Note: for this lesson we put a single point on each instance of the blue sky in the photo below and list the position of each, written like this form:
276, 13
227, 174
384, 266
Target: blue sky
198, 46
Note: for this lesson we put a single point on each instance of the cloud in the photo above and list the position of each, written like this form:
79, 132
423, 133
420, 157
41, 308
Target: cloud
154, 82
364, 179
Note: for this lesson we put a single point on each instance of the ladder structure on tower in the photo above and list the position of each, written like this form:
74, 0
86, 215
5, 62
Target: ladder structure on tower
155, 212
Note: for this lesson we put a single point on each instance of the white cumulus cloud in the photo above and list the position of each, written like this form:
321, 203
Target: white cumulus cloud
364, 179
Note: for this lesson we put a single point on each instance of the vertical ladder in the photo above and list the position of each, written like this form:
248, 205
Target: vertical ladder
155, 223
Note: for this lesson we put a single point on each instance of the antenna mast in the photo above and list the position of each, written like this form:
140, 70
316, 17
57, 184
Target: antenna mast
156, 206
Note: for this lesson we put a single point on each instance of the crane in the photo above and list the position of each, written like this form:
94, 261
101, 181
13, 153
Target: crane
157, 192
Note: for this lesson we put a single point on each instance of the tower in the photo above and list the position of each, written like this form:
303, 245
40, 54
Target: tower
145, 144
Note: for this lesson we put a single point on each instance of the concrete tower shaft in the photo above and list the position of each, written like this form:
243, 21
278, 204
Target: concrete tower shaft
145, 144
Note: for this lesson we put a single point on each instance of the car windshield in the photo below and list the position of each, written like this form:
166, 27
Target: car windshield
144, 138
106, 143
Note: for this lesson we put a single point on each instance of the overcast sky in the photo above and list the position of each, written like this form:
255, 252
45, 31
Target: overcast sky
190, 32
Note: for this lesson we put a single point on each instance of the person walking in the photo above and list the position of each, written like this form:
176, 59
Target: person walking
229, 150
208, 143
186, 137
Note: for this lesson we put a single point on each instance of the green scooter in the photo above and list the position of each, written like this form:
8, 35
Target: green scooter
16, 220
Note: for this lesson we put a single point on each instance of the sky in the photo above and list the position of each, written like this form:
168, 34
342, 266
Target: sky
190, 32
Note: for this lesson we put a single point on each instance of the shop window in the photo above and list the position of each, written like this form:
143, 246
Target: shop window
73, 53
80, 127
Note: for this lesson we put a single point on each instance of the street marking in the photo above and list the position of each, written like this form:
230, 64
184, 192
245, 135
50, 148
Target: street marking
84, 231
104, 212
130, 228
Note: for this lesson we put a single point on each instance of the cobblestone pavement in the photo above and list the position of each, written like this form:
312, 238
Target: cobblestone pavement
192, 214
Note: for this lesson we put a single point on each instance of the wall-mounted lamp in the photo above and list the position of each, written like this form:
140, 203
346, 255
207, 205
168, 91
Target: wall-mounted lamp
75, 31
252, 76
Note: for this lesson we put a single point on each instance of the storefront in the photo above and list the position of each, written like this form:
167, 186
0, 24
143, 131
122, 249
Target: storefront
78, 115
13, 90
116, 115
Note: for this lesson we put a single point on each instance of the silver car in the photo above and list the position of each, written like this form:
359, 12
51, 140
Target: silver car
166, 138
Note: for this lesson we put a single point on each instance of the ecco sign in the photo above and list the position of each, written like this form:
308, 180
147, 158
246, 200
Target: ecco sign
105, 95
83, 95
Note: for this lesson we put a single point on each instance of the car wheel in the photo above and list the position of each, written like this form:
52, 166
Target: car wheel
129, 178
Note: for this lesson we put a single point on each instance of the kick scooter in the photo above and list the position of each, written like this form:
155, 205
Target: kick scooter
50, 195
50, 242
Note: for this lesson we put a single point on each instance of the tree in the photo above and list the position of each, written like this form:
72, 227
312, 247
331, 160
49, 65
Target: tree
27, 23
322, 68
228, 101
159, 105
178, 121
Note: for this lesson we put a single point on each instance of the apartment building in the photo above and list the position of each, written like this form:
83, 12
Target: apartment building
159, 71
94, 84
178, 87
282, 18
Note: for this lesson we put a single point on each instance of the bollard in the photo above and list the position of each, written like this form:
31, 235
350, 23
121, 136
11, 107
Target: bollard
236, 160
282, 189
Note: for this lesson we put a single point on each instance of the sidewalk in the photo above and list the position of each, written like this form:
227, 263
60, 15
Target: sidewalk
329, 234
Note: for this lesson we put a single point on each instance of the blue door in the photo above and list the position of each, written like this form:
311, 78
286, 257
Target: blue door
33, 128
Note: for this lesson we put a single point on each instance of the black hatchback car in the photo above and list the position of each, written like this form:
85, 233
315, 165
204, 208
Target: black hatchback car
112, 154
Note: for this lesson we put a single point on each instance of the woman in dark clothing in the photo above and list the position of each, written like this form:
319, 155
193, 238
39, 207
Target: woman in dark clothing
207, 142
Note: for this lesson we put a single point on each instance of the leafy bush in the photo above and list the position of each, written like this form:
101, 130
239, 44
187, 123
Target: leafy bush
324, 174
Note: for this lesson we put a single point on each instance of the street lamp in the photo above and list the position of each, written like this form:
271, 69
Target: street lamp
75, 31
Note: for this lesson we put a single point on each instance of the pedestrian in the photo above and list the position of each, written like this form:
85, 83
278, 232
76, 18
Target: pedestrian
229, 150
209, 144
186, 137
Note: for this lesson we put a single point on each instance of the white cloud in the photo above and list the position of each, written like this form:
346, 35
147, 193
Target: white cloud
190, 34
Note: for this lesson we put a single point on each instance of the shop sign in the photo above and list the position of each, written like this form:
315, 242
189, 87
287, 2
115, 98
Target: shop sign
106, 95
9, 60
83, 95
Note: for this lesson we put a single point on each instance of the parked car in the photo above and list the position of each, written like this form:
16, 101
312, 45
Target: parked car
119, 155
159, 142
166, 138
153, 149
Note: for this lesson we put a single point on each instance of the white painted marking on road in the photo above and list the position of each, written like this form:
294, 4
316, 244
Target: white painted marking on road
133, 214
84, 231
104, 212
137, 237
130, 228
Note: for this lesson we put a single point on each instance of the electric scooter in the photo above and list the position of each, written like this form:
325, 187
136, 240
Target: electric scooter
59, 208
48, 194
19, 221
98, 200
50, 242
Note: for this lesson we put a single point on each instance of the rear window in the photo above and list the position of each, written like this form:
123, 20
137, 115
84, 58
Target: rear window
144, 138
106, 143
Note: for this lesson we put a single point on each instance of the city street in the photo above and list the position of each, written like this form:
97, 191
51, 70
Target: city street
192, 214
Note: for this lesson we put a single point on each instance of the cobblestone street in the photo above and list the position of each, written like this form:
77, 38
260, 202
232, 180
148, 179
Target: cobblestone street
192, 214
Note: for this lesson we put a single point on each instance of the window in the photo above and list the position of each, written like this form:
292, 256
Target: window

**Directive:** Write the material out exactly, with nothing left out.

**Reply to the exercise:**
Note: for this lesson we put a single point on each instance of the blue sky in the photo below and list the position of each, written like this form:
276, 13
227, 174
384, 266
Target: blue sky
198, 46
Note: for this lesson we put a single point on each instance of the cloud in the photo above and list the position of each, written like this form:
79, 132
423, 133
420, 157
41, 308
Target: cloud
154, 82
364, 179
Note: for this lesson we put a single point on each instance of the ladder structure on tower in the photo above and list the position of each, written like this form:
74, 0
86, 215
5, 62
Target: ladder structure on tower
155, 212
Note: for this lesson we put a single point on each instance of the white cumulus cloud in the photo above and list the position of each, written like this form:
321, 203
Target: white cumulus cloud
364, 179
Note: for this lesson we put a single point on each instance of the vertical ladder in the photo above and list the position of each, written like this form:
248, 205
Target: vertical ladder
155, 223
Note: for this lesson we put a single point on each instance of the antenna mast in the photo above and list the position of each, written like this form:
140, 70
316, 17
57, 184
Target: antenna mast
156, 206
Note: for this lesson we put a single point on each instance of the crane in the photo above and list the position of each, written like this form:
94, 261
101, 181
13, 153
Target: crane
157, 192
Note: for this lesson we put a single point on each instance of the tower in the photo above and list the position of each, written like this form:
303, 245
40, 54
Target: tower
145, 144
Note: for this lesson we put a single point on each instance of the concrete tower shaft in the photo above and list the position of each, written like this form:
243, 21
278, 204
Target: concrete tower shaft
145, 144
Note: for this lesson we put a single point on each instance of the car windshield in the photo below and list the position of each, written like this form:
166, 27
Target: car windshield
144, 138
106, 143
Note: for this lesson we put a single point on each instance of the overcast sky in the photo above and list the position of each, written like this form:
255, 252
45, 31
Target: overcast sky
190, 32
Note: for this lesson we put a single point on each instance of the person walking in the photo above and list the position of each, written like this form:
176, 59
Target: person walking
229, 150
208, 143
186, 137
Note: for this lesson we put a single point on each instance of the green scooter in the photo above and list the position of each, written like this form:
8, 35
Target: green scooter
16, 220
Note: for this lesson we put a single point on each instance of the sky in the photo above and list the position of each, written like this form:
168, 34
342, 266
Target: sky
190, 32
Note: for this lesson we put a single point on each instance of the shop window in the photo above and list the position of each, written like this form:
143, 246
Target: shop window
73, 53
80, 127
Note: for this lesson we put a single point on each instance of the street marking in the photo above and list the position of each, written like this form:
230, 64
184, 192
245, 135
50, 148
Target: street marking
84, 231
104, 212
130, 228
Note: for this lesson we put a single point on each instance of the cobblestone pavement in the photo above and list the position of each, written like this form:
312, 238
Target: cobblestone pavement
192, 214
Note: for this lesson we put a single point on each instance of the wall-mounted lamp in the photo above and list the position of each, written like this form:
140, 203
346, 255
207, 205
168, 91
Target: wall-mounted lamp
75, 31
252, 76
Note: for this lesson we put a single point on each instance of the storefront in the photo above and list the position of each, written like this form:
167, 186
0, 24
143, 131
122, 249
Target: storefront
78, 115
13, 90
116, 115
Note: for this lesson we put a single point on each instance of the silver car in the photo above and list the position of each, written like this form:
359, 12
51, 140
Target: silver car
166, 138
Note: for this lesson we put a single point on each instance of the ecco sign in the photo above and list the position of each, written like this form:
308, 180
147, 158
246, 200
Target: ecco sign
105, 95
83, 95
Note: for this lesson we put a single point on each instance of the car wheel in the photo above and list the position of each, written like this form:
52, 166
Target: car wheel
129, 178
Note: for this lesson we put a single point on each instance of the kick scooter in the photo above and list the position of each, written like this form:
155, 205
Target: kick scooter
50, 195
50, 242
Note: for this lesson we put a single point on each instance of the tree in the photo above and list the position of each, written like this form:
72, 227
312, 247
331, 160
49, 65
Target: tree
27, 23
322, 68
228, 101
159, 105
178, 121
Note: for this lesson we put a single point on each instance of the apartment building in the photo above and list the position of each, written like this form:
83, 12
Target: apartment building
159, 71
94, 84
178, 87
282, 18
Note: for this lesson we put a single point on each instance of the bollard in the photo above and list the position of each, written like this form:
31, 235
350, 23
121, 136
11, 107
Target: bollard
236, 160
282, 189
Note: for this lesson we put a single point on each instance of the sidewalk in the photo above and list the position of each, written like this form:
227, 263
60, 15
Target: sidewalk
329, 234
Note: for this lesson we put a single point on each instance of the blue door in the photo above and list the position of each, written like this form:
311, 78
286, 257
Target: blue door
33, 128
Note: for this lesson we put a single point on each instance of the black hatchback car in the photo above and list the position of each, written like this form:
85, 233
315, 165
204, 208
Target: black hatchback car
112, 154
Note: for this lesson we put a single point on each instance of the woman in dark clothing in the photo above and list the position of each, written like this form:
319, 155
193, 238
39, 207
Target: woman in dark clothing
207, 142
Note: for this lesson we put a single point on each instance of the leafy bush in the photo above and list the position of each, written like this form:
101, 130
239, 44
187, 123
Target: leafy bush
324, 174
Note: for this lesson we put a single point on each instance of the street lamp in the photo above and list the position of each, written like this form:
271, 69
Target: street lamp
75, 31
Note: for this lesson we put a single point on each instance of the pedestrian in the photo above and list the position of each, written like this form:
85, 83
278, 232
76, 18
Target: pedestrian
229, 150
209, 144
186, 137
Note: for this lesson we put a single point on each instance of the white cloud in the photo above and list the position of each, written like this form:
346, 35
147, 193
Target: white cloud
190, 34
Note: for this lesson we put a single point on each instance of the shop sign in the photo above and list the position of each, written like this form:
315, 242
189, 87
287, 2
115, 98
Target: shop sign
106, 95
9, 60
83, 95
Note: for this lesson we put a single point on each instance of the parked car in the photo above and list the position of each, written like this form:
16, 101
312, 45
Target: parked car
119, 155
159, 142
166, 138
153, 149
Note: for this lesson we put a single point on each instance of the white painted marking on road in the photo above and list the position of each, written like this form:
294, 4
316, 244
Target: white painted marking on road
133, 214
84, 231
104, 212
137, 237
130, 228
Note: for this lesson we put a single point on each instance of the electric scooter in the photo above and list the position of each, written like this form:
325, 187
136, 240
Target: electric scooter
59, 208
48, 194
19, 221
98, 200
50, 242
Note: for this lesson we put a single point on each instance of the rear window in the photo above and list the position of each, written like this form:
123, 20
137, 115
84, 58
Target: rear window
144, 138
106, 143
Note: for this lesson we put a single point on each instance of the city street in the photo above and list the position of each, written like this form:
97, 191
51, 70
Target: city street
192, 214
Note: for this lesson we put a single point on each instance of the cobblestone street in the photo above and list the position of each, written like this form:
77, 38
260, 202
232, 180
148, 179
Target: cobblestone street
192, 214
Note: for this lesson we put a single point on each instance of the window in the photo above and list the position of each, written like this form:
292, 256
Target: window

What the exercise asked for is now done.